Entries:
········

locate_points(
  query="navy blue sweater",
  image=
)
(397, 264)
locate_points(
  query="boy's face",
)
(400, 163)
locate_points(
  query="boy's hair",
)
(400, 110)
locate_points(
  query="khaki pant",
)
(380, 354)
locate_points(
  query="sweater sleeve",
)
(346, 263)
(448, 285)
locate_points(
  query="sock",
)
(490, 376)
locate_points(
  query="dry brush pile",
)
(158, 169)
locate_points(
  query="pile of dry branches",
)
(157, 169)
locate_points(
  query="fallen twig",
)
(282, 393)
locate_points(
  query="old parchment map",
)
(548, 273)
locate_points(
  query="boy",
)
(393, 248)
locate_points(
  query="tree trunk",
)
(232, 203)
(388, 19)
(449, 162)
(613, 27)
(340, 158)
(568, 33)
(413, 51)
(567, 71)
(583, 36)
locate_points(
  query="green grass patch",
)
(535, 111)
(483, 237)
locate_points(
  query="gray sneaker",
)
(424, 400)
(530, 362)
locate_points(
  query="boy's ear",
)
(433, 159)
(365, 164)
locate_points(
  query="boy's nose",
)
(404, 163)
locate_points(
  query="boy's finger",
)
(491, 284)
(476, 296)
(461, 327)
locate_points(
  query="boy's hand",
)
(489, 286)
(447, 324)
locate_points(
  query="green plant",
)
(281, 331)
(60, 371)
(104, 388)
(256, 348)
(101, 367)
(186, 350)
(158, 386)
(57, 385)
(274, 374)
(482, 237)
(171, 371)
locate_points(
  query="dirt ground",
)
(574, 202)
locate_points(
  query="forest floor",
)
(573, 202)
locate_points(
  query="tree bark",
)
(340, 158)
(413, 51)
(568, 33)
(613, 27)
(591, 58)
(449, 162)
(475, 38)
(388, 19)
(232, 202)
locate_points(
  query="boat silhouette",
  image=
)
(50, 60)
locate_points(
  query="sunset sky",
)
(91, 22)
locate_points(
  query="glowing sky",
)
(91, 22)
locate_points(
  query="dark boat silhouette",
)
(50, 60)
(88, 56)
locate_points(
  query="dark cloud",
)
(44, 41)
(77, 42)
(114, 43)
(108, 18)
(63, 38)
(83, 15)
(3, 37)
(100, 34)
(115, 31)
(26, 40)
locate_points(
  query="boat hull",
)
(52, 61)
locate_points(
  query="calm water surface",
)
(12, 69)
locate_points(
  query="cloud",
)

········

What to do: Tally the lines in the rows above that contain the string "pile", counting only matches with the same case, and reply with the number alone.

Exercise output: 2